## Problem description
Go through the records below and restate each one word for word.

## Materials provided
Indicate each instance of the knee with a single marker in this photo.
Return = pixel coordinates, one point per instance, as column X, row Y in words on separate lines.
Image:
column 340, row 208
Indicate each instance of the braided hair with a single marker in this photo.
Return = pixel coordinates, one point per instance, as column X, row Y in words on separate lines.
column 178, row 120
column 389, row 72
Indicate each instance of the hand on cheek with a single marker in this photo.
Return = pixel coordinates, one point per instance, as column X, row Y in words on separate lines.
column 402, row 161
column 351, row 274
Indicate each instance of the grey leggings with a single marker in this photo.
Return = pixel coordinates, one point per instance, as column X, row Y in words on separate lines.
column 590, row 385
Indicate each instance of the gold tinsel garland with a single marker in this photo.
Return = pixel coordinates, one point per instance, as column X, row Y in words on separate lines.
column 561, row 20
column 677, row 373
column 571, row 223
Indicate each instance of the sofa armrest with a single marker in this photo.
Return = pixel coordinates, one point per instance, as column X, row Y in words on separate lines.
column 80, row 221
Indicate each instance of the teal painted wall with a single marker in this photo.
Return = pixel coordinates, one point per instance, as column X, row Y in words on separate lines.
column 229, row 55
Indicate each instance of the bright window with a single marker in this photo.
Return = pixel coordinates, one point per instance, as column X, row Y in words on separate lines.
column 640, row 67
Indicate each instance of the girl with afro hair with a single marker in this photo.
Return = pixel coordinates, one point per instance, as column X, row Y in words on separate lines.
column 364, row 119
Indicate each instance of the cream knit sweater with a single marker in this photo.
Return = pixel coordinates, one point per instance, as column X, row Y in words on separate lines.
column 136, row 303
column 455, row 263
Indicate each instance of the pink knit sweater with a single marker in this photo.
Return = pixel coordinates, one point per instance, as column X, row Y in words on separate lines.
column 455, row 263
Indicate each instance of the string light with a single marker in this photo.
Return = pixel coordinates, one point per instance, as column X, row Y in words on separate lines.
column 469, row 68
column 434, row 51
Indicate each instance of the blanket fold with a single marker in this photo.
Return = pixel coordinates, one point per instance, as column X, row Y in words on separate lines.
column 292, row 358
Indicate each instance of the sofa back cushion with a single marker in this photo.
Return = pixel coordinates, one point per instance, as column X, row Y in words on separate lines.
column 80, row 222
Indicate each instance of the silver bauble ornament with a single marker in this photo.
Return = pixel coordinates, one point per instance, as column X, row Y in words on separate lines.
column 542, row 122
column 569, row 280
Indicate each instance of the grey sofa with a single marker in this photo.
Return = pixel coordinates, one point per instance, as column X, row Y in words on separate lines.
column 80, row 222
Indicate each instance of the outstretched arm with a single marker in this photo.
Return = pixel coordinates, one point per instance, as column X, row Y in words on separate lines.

## Exercise answer
Indicate each instance of the knee with a single marker in this photo.
Return = pixel coordinates, one point per instance, as column X, row Y in words on separate lines.
Image:
column 340, row 208
Indicate each instance of the braided hair with a single marker in this photo.
Return = pixel coordinates, one point per instance, as column X, row Y in words on separate lines.
column 178, row 120
column 389, row 72
Indicate each instance of the hand on cheek with a single marker in this photo.
Return = pixel coordinates, one point per instance, as column X, row Y in words on separate lines.
column 402, row 161
column 351, row 274
Indicate each instance of the grey leggings with a single marker in this photo.
Return = pixel coordinates, one point per instance, as column X, row Y in words on separate lines.
column 590, row 385
Indicate each instance of the gold tinsel garland with a single marker in this photo.
Return = pixel coordinates, one point per instance, as column X, row Y in words on separate lines.
column 561, row 20
column 677, row 373
column 571, row 223
Indicate each instance of the sofa armrest with a single marker in this photo.
Return = pixel coordinates, one point per instance, as column X, row Y in words on separate lines.
column 80, row 221
Indicate each instance of the teal painted wall with a single marker in this photo.
Return = pixel coordinates, one point per instance, as column X, row Y in words on separate lines.
column 229, row 55
Indicate each instance of the bright window with a single marker in this photo.
Return = pixel coordinates, one point per instance, as column X, row Y in words on separate lines.
column 640, row 67
Indicate each instance of the girl with afro hair with a single marker in this photo.
Return = pixel coordinates, one point per instance, as column X, row Y in words on separate lines.
column 364, row 119
Indicate each instance of the cream knit sweater with a single marker in this photo.
Return = pixel coordinates, one point per instance, as column X, row Y in words on separate lines.
column 136, row 303
column 455, row 263
Indicate each instance of the pink knit sweater with a single marker in this photo.
Return = pixel coordinates, one point per instance, as column X, row Y in words on separate lines.
column 455, row 263
Indicate each instance of the string light with a single marker in this photo.
Return = pixel coordinates, one point per instance, as column X, row Y in words on separate lines.
column 469, row 68
column 434, row 51
Indicate each instance of the blanket fold with a single marker in this photo.
Return = pixel coordinates, one point per instance, as column X, row Y in words on separate lines.
column 292, row 358
Indicate each instance of the sofa back cushion with a single marker in this photo.
Return = pixel coordinates, one point per instance, as column X, row Y in words on separate lines.
column 80, row 222
Indicate each instance of the silver bauble ornament with a single marker in this photo.
Return = pixel coordinates, one point per instance, as column X, row Y in words on separate lines.
column 542, row 122
column 569, row 280
Indicate each instance of the grey sofa with a single marker in this photo.
Return = pixel coordinates, one point per instance, as column X, row Y in words on separate lines.
column 80, row 222
Indicate each instance of the outstretched arm with a single marker in this photo.
Return = pixel coordinates, one point per instance, as column X, row Y in words on separate lines.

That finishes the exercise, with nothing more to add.